Copy out every one of the records below word for word, without changing anything.

[Raw records]
⟨

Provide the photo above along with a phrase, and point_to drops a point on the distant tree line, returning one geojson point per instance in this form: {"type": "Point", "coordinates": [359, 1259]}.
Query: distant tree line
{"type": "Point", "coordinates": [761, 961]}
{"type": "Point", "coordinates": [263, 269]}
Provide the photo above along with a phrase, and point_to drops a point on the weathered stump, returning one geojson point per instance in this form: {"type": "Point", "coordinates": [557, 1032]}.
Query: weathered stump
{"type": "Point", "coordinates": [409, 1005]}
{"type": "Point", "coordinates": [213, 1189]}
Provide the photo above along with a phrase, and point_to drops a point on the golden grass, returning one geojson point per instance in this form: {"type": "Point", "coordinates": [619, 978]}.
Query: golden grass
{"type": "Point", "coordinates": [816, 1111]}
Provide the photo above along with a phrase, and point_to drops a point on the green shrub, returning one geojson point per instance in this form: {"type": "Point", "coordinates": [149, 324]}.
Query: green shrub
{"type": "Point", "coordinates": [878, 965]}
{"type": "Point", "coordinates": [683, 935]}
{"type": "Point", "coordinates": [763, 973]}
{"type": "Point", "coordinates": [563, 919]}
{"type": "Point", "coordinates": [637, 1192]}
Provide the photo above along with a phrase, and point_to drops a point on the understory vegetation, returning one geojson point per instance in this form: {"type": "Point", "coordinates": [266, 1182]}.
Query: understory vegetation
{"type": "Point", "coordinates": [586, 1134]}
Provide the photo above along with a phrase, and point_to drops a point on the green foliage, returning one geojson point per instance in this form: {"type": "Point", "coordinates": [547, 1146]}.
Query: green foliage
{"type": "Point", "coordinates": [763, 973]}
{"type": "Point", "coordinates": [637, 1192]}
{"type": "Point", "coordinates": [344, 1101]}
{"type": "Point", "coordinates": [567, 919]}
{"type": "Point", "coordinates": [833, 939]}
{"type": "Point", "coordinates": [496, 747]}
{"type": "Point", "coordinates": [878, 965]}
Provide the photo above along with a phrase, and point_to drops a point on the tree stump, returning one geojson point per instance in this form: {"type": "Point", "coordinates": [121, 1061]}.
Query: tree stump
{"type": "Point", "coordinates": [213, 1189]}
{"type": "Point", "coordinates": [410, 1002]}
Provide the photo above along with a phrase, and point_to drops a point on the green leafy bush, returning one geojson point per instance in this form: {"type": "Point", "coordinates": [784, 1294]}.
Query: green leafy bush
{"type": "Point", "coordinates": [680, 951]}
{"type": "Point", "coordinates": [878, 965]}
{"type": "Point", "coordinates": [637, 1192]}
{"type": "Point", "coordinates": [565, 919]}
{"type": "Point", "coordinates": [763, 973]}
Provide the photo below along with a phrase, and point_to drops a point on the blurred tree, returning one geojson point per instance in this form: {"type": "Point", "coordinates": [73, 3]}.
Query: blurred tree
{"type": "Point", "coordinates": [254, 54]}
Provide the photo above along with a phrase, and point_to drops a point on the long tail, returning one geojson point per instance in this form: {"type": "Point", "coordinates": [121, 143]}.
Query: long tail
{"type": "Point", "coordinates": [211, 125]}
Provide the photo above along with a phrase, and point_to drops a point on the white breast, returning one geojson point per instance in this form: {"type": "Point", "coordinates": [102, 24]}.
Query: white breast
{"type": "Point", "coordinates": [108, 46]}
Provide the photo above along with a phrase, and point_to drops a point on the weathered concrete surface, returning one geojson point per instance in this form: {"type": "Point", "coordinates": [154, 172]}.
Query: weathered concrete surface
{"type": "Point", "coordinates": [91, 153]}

⟩

## Task response
Provide the photo above along with a phrase, and point_to drops a point on the distant tree line, returning one geojson point per instance in this form: {"type": "Point", "coordinates": [359, 1259]}.
Query: distant tree line
{"type": "Point", "coordinates": [761, 961]}
{"type": "Point", "coordinates": [263, 269]}
Provide the photo above along with a phrase, and point_to drops a point on the weathered stump, returning one geojson point per instance in this form: {"type": "Point", "coordinates": [557, 1032]}.
Query: weathered stump
{"type": "Point", "coordinates": [409, 1005]}
{"type": "Point", "coordinates": [213, 1189]}
Provide the photo above along with a phrase, and point_to drops a point on the golden grass, returning one geojson point per instance in this form: {"type": "Point", "coordinates": [619, 978]}.
Query: golden grass
{"type": "Point", "coordinates": [816, 1111]}
Provide the photo above along with a phrase, and point_to drops a point on the green shrub, returning one geojson point per instance in this form: {"type": "Point", "coordinates": [149, 324]}.
Query: green shrub
{"type": "Point", "coordinates": [878, 965]}
{"type": "Point", "coordinates": [683, 935]}
{"type": "Point", "coordinates": [763, 973]}
{"type": "Point", "coordinates": [563, 919]}
{"type": "Point", "coordinates": [637, 1192]}
Provide the photo above along with a phrase, and point_to drops a point on the understory vegetation, returning one geojson point per instance in this form: {"type": "Point", "coordinates": [266, 1182]}.
Query: understory vegetation
{"type": "Point", "coordinates": [586, 1134]}
Provide the photo above along with a phrase, and point_to drops a point on the green foliage, returning one geojson point per instance in this form: {"type": "Point", "coordinates": [547, 1146]}.
Query: green foliage
{"type": "Point", "coordinates": [763, 973]}
{"type": "Point", "coordinates": [637, 1192]}
{"type": "Point", "coordinates": [344, 1101]}
{"type": "Point", "coordinates": [567, 919]}
{"type": "Point", "coordinates": [833, 939]}
{"type": "Point", "coordinates": [496, 747]}
{"type": "Point", "coordinates": [878, 965]}
Provide the photo above along with a phrase, and point_to drops a point on the tree stump, returning one geojson point per instance in this form: {"type": "Point", "coordinates": [121, 1061]}.
Query: tree stump
{"type": "Point", "coordinates": [213, 1189]}
{"type": "Point", "coordinates": [410, 1002]}
Provide the photo above along with a phrase, and point_to drops a point on the green leafy bush, returning one geojson point per instance in this form: {"type": "Point", "coordinates": [784, 1294]}.
Query: green leafy bush
{"type": "Point", "coordinates": [680, 951]}
{"type": "Point", "coordinates": [878, 965]}
{"type": "Point", "coordinates": [637, 1192]}
{"type": "Point", "coordinates": [565, 919]}
{"type": "Point", "coordinates": [763, 973]}
Provide the photo below along with a phrase, and point_to drops a point on the blurred tree, returning one geojson point per instance in this form: {"type": "Point", "coordinates": [73, 3]}.
Query: blurred tree
{"type": "Point", "coordinates": [254, 54]}
Provide the photo above along with a phrase, and point_to drops a point on the long tail, returning one geojson point per instance in this form: {"type": "Point", "coordinates": [121, 143]}.
Query: long tail
{"type": "Point", "coordinates": [211, 125]}
Provide the photo above along with a phrase, and point_to drops a point on the white breast, returning one geojson point per instance in this form: {"type": "Point", "coordinates": [102, 24]}.
Query: white breast
{"type": "Point", "coordinates": [108, 46]}
Provide the photo above along with a phrase, and point_to drops a point on the weathered concrete surface, returning one geojson point per instance in this form: {"type": "Point", "coordinates": [154, 172]}.
Query: weathered concrete surface
{"type": "Point", "coordinates": [91, 153]}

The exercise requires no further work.